(Source data)
==============================
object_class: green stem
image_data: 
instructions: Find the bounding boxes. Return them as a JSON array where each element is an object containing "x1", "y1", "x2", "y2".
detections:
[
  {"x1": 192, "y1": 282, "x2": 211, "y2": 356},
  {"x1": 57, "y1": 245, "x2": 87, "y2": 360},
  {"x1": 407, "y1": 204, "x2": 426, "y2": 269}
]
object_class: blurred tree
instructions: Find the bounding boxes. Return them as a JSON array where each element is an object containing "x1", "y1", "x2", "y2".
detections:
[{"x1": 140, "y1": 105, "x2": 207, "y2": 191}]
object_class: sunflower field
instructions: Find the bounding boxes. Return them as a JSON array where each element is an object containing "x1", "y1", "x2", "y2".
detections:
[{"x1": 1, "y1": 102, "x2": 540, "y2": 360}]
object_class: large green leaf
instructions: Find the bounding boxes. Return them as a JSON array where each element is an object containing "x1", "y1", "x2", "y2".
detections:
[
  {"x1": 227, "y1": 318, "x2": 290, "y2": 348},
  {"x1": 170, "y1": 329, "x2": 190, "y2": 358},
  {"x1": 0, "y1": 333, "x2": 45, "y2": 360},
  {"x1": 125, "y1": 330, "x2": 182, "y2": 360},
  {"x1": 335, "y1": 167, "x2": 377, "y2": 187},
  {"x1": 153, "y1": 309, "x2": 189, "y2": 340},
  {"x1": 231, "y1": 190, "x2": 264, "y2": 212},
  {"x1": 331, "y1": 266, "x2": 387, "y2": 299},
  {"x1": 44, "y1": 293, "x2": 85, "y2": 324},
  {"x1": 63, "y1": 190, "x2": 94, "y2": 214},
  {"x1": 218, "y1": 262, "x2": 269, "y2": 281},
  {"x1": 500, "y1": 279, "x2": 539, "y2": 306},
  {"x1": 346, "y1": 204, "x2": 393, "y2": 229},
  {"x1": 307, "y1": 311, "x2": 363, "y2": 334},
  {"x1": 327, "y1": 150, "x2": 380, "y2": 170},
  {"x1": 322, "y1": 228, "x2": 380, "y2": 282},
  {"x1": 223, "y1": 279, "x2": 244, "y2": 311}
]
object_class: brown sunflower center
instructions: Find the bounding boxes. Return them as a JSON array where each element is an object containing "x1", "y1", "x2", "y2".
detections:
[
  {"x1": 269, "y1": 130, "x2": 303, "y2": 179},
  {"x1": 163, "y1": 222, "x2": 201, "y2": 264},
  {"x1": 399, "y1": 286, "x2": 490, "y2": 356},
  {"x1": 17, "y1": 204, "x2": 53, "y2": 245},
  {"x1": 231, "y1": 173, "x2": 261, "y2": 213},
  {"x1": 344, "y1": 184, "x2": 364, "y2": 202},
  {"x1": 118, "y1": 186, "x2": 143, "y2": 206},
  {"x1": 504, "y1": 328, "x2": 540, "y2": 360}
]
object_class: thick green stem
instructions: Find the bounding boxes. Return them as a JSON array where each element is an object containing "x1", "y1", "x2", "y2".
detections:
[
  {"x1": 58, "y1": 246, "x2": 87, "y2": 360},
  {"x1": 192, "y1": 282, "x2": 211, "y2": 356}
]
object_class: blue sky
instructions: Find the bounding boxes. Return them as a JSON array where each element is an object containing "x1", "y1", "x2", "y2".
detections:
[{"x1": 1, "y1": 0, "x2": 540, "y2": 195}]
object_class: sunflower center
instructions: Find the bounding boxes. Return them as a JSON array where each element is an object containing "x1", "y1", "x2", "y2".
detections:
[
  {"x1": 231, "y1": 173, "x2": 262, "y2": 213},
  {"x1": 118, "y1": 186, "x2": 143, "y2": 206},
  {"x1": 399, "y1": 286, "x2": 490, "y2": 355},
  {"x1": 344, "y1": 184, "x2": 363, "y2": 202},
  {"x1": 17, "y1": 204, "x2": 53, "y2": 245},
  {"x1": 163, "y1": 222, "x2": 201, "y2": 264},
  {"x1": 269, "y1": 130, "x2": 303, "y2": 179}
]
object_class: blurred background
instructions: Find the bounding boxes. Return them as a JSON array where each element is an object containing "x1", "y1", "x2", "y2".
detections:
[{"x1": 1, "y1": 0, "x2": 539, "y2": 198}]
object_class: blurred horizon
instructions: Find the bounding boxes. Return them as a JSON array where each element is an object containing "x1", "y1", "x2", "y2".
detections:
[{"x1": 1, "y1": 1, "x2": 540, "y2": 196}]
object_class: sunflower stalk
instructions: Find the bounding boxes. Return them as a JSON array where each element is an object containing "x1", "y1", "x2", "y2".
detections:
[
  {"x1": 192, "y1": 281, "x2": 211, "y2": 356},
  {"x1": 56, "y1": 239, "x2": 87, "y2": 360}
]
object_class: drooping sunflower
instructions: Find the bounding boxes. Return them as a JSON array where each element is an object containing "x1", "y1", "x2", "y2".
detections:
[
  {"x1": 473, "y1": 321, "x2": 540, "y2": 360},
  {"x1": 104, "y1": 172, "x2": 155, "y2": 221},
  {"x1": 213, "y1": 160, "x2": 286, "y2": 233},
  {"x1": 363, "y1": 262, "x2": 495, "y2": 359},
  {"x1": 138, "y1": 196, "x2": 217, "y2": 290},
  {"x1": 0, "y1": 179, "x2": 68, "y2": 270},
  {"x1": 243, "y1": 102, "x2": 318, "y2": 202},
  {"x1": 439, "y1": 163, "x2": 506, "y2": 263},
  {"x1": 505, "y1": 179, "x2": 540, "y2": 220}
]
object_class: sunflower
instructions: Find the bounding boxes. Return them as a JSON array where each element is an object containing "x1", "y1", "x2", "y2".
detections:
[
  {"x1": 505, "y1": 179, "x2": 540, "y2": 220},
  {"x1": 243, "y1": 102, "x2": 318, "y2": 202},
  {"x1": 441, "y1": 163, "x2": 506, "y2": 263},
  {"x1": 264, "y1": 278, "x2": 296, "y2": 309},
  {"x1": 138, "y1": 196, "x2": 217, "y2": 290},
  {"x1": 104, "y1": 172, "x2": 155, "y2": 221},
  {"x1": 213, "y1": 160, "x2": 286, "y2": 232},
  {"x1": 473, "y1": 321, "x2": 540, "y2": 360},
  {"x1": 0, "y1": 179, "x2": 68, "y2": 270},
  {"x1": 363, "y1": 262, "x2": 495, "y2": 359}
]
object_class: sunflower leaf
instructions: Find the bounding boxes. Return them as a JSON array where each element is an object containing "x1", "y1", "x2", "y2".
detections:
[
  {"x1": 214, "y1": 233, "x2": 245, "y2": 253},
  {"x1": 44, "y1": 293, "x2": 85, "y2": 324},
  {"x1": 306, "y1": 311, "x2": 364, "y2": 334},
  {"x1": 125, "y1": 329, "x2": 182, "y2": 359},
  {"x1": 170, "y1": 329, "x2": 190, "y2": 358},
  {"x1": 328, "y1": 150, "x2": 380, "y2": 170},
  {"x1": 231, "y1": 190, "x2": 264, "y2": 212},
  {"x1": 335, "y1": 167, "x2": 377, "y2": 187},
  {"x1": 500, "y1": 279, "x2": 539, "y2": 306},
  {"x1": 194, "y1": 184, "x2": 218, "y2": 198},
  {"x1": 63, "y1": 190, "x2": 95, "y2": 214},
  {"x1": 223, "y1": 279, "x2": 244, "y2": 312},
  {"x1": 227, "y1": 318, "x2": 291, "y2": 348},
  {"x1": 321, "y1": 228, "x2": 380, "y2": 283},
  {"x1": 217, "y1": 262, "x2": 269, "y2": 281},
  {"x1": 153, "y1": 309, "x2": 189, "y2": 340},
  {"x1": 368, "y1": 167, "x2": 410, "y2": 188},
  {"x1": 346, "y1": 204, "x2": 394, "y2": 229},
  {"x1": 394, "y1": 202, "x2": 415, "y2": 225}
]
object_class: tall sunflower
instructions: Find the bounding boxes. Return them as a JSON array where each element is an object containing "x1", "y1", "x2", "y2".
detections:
==============================
● **Goal of the exercise**
A single number is the answer here: how many lines above carry the string "sunflower"?

● **Result below**
8